## WHAT IS EXPECTED
Can you duplicate the data below, unchanged, from the line containing "For sports analytics purposes, locate the turquoise" through the line containing "[267,158,366,278]", inclusive?

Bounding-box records
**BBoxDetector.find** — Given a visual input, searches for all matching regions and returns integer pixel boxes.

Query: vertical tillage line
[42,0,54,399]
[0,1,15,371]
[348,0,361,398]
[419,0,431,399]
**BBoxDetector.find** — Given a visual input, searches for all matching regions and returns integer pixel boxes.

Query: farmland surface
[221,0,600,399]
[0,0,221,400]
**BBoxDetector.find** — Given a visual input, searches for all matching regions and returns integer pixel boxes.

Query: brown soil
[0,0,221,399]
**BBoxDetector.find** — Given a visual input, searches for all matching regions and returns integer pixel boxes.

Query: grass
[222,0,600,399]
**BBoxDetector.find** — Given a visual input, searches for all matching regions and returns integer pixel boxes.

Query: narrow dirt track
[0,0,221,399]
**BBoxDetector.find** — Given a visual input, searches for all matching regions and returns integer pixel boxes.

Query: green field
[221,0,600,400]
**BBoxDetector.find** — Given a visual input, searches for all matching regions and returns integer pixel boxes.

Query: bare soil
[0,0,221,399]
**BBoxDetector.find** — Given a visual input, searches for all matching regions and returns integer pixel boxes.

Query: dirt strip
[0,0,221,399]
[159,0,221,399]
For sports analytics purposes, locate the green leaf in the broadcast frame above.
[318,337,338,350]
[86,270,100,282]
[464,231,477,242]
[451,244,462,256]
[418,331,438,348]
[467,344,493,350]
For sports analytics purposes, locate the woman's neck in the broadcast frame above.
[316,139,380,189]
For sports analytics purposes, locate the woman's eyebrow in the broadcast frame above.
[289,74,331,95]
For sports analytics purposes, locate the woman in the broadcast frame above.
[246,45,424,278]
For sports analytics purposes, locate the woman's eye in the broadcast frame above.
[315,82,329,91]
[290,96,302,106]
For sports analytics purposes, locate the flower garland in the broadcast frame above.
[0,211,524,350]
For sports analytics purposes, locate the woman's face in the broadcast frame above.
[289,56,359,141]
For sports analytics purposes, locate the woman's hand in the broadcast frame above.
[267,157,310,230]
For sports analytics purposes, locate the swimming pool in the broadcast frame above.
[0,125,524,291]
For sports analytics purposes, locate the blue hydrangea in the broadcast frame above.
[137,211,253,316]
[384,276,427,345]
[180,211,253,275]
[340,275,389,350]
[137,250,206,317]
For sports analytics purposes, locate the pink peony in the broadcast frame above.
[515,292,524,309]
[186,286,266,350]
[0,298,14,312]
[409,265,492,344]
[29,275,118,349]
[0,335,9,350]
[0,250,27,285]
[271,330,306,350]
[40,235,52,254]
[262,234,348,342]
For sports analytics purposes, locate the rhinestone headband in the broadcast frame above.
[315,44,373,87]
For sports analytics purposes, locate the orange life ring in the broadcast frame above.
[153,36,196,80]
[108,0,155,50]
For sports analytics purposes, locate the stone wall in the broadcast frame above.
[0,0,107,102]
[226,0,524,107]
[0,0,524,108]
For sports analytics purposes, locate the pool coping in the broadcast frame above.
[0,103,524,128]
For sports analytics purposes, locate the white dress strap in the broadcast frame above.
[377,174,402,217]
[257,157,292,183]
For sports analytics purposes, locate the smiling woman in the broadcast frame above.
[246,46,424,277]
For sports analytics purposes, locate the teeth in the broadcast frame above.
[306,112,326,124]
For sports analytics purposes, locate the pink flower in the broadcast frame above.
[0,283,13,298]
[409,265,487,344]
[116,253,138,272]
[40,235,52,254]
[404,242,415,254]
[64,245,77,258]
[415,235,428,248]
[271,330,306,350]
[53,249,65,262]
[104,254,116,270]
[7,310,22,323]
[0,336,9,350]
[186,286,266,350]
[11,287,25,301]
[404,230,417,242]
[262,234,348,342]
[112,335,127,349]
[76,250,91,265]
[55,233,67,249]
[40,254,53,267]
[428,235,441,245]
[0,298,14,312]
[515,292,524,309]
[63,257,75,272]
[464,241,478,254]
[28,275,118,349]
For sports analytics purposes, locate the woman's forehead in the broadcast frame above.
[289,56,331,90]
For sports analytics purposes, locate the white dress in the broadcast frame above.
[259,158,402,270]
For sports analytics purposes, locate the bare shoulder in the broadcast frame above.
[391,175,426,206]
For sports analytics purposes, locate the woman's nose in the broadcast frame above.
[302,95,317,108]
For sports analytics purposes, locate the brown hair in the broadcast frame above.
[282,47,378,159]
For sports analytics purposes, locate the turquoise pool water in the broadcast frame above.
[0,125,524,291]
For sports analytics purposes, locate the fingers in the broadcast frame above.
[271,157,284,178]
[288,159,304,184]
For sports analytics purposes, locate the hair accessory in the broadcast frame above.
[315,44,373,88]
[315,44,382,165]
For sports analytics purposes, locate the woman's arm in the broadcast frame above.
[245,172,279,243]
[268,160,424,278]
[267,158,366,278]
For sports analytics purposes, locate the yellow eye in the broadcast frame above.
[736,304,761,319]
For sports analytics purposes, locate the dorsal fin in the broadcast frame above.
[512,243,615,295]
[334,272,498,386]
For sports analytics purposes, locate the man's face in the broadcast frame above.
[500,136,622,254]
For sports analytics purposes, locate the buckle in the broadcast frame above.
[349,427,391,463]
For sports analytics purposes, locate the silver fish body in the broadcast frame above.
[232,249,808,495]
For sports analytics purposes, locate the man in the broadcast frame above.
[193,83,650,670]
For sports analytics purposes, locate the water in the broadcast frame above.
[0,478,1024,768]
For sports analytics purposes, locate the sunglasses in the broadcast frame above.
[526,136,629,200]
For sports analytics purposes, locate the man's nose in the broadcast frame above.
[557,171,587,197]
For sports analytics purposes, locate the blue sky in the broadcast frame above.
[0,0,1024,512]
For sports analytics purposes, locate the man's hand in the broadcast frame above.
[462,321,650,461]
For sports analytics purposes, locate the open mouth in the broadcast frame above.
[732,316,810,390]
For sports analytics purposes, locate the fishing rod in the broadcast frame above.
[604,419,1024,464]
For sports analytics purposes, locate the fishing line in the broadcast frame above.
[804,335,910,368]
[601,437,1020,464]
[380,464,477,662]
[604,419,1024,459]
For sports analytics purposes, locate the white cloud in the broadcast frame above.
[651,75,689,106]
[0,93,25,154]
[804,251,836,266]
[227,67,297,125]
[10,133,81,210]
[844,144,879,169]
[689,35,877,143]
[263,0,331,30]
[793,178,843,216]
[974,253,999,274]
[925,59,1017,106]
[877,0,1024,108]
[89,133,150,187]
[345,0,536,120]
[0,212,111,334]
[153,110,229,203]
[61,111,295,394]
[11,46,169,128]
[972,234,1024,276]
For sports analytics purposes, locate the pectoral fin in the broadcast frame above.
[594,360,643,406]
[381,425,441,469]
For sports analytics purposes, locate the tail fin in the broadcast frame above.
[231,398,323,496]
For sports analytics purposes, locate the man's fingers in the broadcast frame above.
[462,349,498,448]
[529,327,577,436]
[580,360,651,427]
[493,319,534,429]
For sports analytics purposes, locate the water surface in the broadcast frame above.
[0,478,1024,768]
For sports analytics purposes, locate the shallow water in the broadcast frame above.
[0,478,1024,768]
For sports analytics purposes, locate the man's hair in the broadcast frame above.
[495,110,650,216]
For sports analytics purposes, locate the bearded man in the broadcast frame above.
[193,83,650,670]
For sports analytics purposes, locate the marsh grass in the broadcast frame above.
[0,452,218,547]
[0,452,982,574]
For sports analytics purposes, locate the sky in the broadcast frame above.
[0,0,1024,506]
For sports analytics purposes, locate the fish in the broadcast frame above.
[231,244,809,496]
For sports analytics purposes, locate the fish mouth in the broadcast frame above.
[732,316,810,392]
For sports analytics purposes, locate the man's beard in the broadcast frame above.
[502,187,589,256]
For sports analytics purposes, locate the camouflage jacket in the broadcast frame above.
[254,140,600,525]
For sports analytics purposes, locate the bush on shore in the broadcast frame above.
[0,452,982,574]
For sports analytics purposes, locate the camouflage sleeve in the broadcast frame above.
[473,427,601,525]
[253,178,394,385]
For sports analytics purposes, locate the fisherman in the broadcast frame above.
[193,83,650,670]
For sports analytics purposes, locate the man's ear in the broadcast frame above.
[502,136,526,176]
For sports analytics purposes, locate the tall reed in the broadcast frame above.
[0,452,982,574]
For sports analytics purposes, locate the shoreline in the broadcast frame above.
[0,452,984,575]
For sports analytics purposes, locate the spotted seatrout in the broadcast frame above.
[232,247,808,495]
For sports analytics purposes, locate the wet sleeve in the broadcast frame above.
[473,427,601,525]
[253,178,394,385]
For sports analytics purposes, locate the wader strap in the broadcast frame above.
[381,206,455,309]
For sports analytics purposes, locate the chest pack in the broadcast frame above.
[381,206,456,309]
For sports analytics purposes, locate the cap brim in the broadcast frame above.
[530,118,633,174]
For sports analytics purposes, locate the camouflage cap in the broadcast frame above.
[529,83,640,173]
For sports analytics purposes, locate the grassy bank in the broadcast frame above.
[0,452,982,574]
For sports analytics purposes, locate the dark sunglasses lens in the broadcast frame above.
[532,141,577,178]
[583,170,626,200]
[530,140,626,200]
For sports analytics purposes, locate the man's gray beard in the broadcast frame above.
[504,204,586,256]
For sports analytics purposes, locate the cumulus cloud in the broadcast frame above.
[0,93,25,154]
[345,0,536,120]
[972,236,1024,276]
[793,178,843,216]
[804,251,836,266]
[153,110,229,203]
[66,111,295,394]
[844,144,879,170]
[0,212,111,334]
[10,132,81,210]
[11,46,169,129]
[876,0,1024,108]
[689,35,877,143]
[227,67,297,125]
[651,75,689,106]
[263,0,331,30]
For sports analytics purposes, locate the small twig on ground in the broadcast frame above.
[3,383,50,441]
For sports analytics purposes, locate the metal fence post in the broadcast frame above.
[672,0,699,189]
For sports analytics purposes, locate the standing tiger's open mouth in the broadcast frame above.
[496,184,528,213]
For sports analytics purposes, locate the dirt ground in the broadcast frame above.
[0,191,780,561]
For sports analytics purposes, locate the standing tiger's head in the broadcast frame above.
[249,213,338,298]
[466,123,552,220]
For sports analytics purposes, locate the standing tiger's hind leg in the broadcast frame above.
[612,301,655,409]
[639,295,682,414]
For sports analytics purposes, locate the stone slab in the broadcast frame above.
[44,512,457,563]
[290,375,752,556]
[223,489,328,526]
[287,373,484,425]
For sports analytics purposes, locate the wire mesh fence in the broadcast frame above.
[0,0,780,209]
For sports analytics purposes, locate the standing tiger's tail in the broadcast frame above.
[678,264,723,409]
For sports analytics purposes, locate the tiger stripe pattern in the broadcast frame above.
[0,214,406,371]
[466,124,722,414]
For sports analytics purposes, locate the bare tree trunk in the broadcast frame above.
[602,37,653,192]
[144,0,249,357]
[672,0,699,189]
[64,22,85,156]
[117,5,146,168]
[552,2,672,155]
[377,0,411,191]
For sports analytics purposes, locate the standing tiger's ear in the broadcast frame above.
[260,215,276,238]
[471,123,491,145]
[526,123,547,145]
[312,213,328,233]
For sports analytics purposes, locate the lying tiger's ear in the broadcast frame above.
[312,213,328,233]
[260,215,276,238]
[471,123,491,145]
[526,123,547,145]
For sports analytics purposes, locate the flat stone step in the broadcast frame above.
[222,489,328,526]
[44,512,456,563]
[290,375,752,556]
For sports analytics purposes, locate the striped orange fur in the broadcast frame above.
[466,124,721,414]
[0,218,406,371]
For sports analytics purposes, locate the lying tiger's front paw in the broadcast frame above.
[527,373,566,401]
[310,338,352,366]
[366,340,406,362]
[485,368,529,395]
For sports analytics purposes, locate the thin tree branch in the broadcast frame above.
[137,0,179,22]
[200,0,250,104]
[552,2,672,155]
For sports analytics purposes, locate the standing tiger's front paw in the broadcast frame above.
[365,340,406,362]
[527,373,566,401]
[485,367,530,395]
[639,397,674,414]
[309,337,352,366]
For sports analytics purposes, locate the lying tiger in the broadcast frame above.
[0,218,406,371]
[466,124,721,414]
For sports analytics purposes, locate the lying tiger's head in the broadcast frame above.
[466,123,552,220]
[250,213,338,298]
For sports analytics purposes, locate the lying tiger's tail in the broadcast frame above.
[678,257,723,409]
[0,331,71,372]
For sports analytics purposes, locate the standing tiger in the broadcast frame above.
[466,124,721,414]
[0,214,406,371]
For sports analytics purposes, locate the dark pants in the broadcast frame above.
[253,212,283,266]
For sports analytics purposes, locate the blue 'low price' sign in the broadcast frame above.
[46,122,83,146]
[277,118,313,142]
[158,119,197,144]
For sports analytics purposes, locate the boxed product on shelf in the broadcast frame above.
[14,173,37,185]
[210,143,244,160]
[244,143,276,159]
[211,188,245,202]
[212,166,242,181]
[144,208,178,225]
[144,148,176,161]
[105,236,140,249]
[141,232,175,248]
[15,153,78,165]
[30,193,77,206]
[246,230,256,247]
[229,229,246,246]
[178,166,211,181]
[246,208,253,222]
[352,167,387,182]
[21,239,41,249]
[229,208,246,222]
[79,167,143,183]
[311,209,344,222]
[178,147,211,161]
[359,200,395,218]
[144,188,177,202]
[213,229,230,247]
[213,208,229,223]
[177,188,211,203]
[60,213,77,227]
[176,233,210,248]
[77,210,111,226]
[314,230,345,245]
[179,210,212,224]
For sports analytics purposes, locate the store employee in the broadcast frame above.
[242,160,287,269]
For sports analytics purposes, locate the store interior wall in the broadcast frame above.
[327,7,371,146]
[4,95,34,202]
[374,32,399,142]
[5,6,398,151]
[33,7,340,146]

## COMPLETE RESPONSE
For sports analytics purposes, locate the turquoise pool water in the broadcast frame above.
[0,125,524,291]
For sports analytics purposes, locate the fingers in the broadcast frame above.
[271,157,284,178]
[288,159,304,184]
For sports analytics purposes, locate the hair accessory in the broadcast frame above.
[315,44,373,88]
[315,44,382,165]
For sports analytics purposes, locate the woman's arm in the broadcast frame above.
[245,172,279,243]
[268,160,424,278]
[267,158,366,278]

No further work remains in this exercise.